* _Exercise task_
Reproduce the data below word for word, starting at the line that contains "Wildlife-tally request: point out every instance of the nose" and ending with the final line of the data.

* _Data_

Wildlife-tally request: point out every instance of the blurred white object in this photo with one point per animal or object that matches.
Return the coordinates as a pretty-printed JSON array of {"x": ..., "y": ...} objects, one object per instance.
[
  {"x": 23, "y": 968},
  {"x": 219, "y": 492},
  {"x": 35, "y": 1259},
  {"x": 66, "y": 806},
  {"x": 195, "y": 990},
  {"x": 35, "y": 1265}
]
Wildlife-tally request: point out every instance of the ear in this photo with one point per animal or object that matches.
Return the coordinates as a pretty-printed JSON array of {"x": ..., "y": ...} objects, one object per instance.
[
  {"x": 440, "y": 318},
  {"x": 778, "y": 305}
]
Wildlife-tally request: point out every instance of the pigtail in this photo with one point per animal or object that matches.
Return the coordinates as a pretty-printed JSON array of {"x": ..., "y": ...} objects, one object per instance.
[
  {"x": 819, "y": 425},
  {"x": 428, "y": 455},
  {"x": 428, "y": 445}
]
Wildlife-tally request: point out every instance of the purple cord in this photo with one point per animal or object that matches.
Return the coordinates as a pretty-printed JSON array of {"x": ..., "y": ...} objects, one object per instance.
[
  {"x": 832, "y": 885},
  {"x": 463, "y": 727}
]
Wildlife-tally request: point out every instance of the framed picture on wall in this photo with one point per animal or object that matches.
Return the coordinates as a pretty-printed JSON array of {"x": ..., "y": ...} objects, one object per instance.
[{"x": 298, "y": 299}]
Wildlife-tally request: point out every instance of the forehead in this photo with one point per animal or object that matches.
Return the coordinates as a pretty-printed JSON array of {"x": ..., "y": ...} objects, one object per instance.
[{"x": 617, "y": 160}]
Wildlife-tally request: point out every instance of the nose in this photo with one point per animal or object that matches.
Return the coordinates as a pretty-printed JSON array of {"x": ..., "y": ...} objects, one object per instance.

* _Solution to this task_
Wildlife-tally request: point out every instance of the nose in this photo with one point per animal or object that matches.
Return the coordinates as a pretty-printed JSON array of {"x": ..., "y": ...} objects, one object per instance.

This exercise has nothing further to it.